▶ **Written instruction**
Copy all the rows below, requests included, but leave out the pictures. Scale every x and y coordinate in the answers by 0.65 and round to whole numbers, with halves rounding up; keep the requests and their sample points unchanged.

▶ **Provided records**
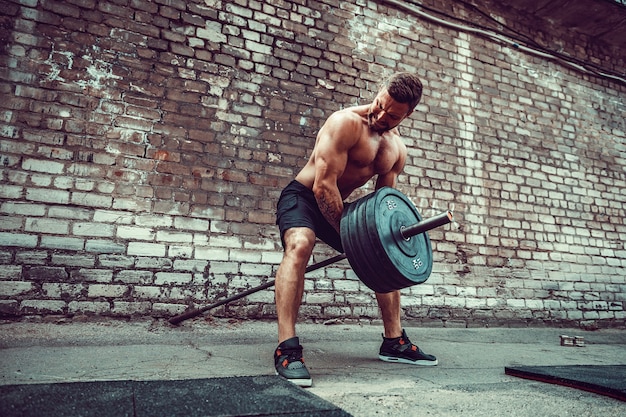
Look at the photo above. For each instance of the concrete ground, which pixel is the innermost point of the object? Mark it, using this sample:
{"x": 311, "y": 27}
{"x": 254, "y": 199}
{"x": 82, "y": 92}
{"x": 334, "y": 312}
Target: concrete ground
{"x": 342, "y": 358}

▶ **Result below**
Look at the photo above. For each instance of the concrete ground, which pixel is the innermost point of the object? Mark it, using this sample:
{"x": 311, "y": 27}
{"x": 254, "y": 199}
{"x": 82, "y": 92}
{"x": 334, "y": 312}
Target: concrete ground
{"x": 222, "y": 233}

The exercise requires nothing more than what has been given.